> _What you need to do_
Find "Would you mind pointing out the building" in the data, then restate the line it sits in and every later line word for word, ending with the last line.

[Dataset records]
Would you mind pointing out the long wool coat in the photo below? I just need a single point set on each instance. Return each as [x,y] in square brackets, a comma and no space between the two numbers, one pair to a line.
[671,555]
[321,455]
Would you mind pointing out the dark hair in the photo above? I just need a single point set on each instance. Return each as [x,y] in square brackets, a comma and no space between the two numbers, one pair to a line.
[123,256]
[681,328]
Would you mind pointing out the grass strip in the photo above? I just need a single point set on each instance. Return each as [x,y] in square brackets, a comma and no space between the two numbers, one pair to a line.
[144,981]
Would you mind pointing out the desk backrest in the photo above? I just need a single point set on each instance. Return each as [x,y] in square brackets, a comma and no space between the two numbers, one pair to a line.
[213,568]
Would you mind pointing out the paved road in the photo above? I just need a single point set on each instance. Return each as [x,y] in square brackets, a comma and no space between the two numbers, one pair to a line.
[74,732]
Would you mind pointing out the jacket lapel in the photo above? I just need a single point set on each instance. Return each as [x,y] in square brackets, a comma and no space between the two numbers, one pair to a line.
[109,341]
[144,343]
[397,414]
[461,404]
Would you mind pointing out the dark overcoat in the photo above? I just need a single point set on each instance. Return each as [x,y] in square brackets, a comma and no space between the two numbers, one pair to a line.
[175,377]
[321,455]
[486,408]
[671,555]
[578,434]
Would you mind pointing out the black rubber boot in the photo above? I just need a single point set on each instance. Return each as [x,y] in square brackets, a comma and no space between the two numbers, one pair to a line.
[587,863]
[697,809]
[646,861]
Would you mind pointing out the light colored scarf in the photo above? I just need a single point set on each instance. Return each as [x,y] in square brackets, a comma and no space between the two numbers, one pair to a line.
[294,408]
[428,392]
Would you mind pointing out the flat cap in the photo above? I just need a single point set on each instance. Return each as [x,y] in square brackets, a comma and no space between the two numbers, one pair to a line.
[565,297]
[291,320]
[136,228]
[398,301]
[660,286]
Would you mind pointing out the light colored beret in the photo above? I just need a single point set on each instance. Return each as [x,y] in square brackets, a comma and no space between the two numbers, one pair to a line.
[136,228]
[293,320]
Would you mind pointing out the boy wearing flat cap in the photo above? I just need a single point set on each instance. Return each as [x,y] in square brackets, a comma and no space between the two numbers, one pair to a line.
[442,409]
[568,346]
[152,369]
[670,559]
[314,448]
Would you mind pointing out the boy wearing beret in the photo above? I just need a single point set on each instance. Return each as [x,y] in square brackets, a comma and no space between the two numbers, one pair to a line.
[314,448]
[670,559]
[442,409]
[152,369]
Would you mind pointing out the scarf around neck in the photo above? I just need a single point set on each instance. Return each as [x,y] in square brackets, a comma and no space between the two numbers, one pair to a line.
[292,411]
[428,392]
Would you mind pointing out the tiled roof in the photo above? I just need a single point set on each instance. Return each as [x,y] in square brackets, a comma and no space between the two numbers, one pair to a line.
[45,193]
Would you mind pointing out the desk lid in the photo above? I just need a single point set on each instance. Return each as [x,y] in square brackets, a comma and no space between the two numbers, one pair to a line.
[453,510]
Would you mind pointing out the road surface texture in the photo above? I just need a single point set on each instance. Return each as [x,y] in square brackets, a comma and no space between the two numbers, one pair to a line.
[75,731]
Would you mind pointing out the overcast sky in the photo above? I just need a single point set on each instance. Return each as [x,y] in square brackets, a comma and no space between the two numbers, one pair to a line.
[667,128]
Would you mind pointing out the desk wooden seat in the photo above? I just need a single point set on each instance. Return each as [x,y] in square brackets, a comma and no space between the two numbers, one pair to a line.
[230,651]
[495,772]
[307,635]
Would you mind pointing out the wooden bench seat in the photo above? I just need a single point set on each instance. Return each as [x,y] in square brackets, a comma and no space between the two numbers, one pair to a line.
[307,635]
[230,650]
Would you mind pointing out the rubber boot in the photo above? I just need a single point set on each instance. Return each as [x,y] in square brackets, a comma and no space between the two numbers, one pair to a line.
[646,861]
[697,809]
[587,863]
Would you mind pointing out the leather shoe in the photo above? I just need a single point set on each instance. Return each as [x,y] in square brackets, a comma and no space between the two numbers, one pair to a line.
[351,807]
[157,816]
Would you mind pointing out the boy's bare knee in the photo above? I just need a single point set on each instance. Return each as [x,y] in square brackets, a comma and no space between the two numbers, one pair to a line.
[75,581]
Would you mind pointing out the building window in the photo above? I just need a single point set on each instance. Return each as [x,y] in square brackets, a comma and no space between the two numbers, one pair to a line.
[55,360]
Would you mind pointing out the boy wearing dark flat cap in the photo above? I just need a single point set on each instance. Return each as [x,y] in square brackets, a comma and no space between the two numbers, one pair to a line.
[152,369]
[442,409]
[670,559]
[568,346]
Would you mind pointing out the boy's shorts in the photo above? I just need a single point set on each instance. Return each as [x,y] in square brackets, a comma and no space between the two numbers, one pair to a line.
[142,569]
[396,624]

> _The output_
Would you mind pointing out the building window in the photo above? I just need a single point set on each instance. Return each as [x,y] in square brackets, a comma and no space between the two numbers, one pair to a line.
[55,360]
Would you mind pointing out the boy wearing dark flat cap in the photo above? I just need a single point set on each instance. Return each as [x,y] in square brackets, a comma and no space between the two numbers, one pair to a line.
[152,369]
[442,409]
[670,559]
[568,346]
Would you mind pointing out the boy's shorts in the photo above? I just need a single point set on each instance. Return each as [x,y] in square brackets, a comma and no space between the two numbers, one pair to a line.
[142,569]
[396,624]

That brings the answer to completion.